**WHAT YOU WILL DO**
A single number is the answer: how many lines of the entries contain the word "post"?

**Dataset records**
■ ■ ■ ■ ■ ■ ■

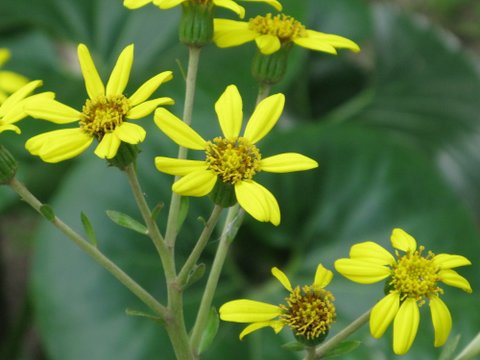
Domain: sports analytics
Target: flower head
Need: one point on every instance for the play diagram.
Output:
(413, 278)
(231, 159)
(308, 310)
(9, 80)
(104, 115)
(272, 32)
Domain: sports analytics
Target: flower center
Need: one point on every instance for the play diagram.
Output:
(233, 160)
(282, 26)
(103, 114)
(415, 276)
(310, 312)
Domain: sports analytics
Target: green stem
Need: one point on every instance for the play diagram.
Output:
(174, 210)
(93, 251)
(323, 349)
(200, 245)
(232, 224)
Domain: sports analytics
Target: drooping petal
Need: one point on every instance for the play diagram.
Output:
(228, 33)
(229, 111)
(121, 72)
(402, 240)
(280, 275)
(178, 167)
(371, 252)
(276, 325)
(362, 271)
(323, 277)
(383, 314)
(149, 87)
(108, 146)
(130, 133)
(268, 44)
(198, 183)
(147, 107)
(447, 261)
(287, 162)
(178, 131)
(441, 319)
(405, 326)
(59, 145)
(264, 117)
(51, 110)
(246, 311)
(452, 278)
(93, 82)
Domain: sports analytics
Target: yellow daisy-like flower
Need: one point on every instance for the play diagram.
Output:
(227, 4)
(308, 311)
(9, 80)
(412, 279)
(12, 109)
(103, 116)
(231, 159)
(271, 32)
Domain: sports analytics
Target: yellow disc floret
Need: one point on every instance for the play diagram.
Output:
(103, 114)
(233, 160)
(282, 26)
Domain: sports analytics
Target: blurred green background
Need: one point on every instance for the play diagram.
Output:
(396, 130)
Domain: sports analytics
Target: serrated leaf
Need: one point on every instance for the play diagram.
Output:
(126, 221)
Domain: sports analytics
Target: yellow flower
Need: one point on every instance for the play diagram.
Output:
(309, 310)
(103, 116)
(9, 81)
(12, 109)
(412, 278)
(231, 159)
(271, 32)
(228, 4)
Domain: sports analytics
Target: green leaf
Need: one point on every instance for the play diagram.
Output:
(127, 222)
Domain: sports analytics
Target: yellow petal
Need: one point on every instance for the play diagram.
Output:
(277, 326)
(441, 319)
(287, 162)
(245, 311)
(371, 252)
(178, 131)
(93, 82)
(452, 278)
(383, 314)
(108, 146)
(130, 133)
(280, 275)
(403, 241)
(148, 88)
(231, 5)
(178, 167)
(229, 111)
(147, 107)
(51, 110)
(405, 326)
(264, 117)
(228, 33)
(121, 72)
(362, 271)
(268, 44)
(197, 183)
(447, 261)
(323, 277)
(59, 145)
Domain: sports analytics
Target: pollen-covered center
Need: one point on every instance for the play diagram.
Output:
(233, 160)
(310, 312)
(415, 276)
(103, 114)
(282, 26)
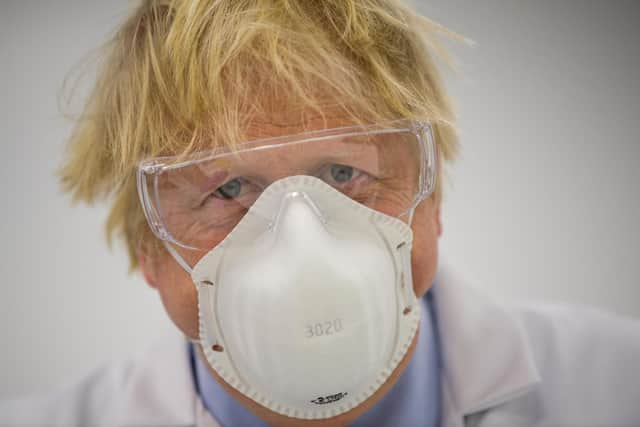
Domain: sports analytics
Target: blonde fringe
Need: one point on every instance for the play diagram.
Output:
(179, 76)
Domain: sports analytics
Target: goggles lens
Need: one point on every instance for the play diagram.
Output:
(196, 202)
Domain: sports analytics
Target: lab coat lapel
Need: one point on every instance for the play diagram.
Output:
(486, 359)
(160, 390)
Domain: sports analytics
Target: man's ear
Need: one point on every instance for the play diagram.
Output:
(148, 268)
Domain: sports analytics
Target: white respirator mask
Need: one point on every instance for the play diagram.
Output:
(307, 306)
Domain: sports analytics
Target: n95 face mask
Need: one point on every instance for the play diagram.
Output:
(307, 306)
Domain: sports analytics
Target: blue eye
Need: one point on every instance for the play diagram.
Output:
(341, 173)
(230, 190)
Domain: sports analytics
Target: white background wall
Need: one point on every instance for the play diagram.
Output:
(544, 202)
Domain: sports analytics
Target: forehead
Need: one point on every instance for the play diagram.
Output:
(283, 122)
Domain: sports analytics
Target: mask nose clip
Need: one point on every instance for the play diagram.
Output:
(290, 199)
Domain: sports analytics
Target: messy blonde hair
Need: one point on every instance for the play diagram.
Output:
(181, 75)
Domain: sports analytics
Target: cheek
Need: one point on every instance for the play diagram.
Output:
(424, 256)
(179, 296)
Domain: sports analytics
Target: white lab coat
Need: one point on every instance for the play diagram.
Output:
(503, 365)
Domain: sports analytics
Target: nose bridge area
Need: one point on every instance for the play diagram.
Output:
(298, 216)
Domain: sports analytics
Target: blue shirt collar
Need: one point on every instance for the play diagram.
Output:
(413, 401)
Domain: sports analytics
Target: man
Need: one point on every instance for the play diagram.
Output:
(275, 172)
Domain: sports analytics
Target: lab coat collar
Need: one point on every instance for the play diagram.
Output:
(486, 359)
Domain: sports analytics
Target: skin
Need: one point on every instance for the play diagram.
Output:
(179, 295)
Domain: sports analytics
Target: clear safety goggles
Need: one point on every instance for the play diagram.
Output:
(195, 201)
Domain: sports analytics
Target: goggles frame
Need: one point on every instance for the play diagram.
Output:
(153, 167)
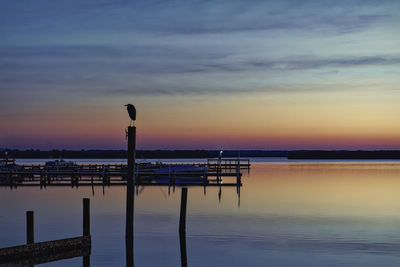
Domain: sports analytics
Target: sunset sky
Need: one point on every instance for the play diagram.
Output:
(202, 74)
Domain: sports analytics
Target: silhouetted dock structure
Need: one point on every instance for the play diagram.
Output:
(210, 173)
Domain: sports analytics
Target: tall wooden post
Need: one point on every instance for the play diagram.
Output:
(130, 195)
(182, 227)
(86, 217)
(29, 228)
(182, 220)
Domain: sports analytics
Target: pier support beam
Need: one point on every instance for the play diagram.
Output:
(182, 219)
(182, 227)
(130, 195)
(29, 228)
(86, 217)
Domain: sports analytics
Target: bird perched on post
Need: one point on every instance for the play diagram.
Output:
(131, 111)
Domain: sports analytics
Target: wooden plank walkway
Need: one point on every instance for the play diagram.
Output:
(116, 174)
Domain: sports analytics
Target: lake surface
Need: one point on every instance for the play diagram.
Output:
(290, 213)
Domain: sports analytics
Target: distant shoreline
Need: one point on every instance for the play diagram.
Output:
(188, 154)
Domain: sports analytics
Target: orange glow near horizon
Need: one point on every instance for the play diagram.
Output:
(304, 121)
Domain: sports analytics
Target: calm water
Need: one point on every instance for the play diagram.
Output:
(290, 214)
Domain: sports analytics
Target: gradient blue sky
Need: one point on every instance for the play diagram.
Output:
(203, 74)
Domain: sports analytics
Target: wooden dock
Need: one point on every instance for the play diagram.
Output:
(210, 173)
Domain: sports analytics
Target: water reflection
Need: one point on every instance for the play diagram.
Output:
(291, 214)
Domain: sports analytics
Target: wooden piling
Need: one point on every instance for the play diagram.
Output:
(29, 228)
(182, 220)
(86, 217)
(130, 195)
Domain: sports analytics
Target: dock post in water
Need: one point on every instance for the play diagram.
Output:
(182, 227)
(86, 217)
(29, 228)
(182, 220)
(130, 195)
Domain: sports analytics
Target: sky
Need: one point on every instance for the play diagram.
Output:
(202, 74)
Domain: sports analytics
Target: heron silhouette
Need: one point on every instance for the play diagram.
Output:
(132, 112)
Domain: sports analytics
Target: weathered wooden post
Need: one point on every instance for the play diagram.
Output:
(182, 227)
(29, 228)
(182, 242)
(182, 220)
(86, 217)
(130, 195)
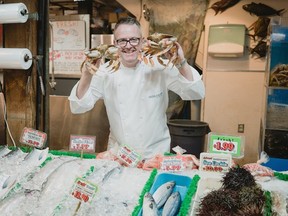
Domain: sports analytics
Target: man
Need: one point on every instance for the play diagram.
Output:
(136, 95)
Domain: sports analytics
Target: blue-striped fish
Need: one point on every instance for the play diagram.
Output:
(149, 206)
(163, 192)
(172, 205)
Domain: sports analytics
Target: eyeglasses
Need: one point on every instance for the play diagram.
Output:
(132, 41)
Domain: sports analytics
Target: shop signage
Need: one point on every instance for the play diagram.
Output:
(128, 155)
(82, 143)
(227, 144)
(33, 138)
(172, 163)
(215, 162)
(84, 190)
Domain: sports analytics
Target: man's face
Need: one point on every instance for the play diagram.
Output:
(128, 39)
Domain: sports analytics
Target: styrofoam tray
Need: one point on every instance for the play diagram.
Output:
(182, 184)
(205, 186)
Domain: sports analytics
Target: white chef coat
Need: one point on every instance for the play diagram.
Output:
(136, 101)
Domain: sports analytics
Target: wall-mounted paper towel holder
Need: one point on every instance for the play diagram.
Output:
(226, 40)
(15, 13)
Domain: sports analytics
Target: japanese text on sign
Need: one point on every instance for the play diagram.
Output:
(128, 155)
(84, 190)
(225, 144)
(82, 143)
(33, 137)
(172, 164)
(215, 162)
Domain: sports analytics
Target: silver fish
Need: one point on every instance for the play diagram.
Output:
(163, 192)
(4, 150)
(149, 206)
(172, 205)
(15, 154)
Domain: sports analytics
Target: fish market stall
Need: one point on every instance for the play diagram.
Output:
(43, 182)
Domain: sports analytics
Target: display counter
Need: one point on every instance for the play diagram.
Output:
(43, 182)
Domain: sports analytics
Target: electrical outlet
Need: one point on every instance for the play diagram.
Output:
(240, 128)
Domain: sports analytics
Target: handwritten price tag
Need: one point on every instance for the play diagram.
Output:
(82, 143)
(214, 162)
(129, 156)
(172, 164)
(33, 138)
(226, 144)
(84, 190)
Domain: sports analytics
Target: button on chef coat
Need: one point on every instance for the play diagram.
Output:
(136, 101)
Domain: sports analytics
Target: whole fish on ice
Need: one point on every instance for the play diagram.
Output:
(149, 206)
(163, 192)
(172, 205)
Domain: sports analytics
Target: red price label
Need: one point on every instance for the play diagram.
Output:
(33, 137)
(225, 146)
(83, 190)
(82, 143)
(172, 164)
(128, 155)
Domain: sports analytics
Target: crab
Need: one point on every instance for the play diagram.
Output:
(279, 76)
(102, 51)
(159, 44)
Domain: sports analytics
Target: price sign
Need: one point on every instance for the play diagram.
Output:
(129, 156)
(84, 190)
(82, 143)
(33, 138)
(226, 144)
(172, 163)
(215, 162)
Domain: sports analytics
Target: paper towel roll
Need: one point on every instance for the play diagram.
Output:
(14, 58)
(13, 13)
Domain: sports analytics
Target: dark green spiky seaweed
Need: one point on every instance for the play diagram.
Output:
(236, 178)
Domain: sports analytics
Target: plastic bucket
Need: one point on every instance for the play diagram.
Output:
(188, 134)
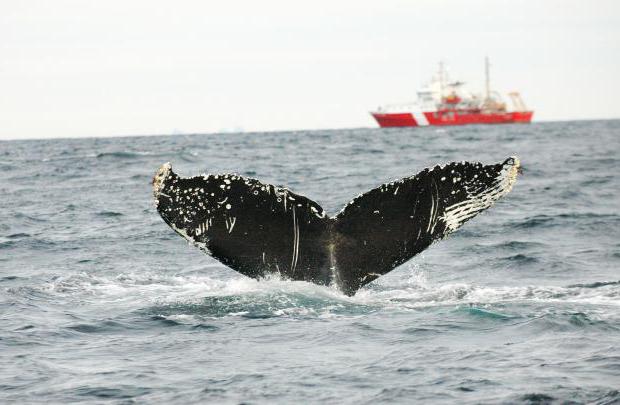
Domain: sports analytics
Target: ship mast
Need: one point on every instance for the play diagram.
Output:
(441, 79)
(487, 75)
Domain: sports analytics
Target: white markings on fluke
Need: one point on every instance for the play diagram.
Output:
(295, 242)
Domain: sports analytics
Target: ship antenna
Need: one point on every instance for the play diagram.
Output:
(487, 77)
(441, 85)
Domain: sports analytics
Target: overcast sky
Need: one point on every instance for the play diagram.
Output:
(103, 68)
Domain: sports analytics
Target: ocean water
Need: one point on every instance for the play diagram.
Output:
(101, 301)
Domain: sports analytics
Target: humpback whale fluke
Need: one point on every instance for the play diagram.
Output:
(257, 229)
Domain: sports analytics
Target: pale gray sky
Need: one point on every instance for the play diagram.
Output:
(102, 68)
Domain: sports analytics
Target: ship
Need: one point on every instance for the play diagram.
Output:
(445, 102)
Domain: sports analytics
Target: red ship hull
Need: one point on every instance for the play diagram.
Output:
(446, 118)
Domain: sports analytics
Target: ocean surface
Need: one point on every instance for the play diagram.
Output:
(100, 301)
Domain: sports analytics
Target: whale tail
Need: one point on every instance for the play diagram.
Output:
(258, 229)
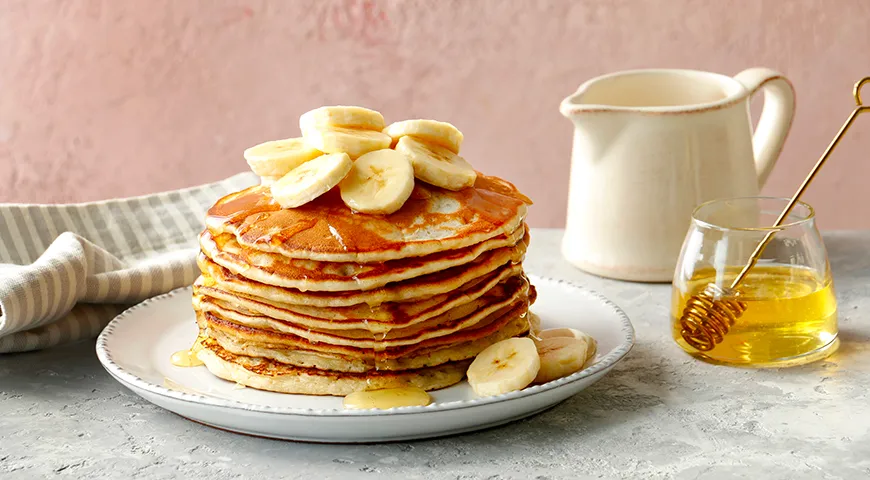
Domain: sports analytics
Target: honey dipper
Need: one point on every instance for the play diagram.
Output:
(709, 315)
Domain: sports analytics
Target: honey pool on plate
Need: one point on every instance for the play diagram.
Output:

■ ■ ■ ■ ■ ■ ■

**ANSWER AREA**
4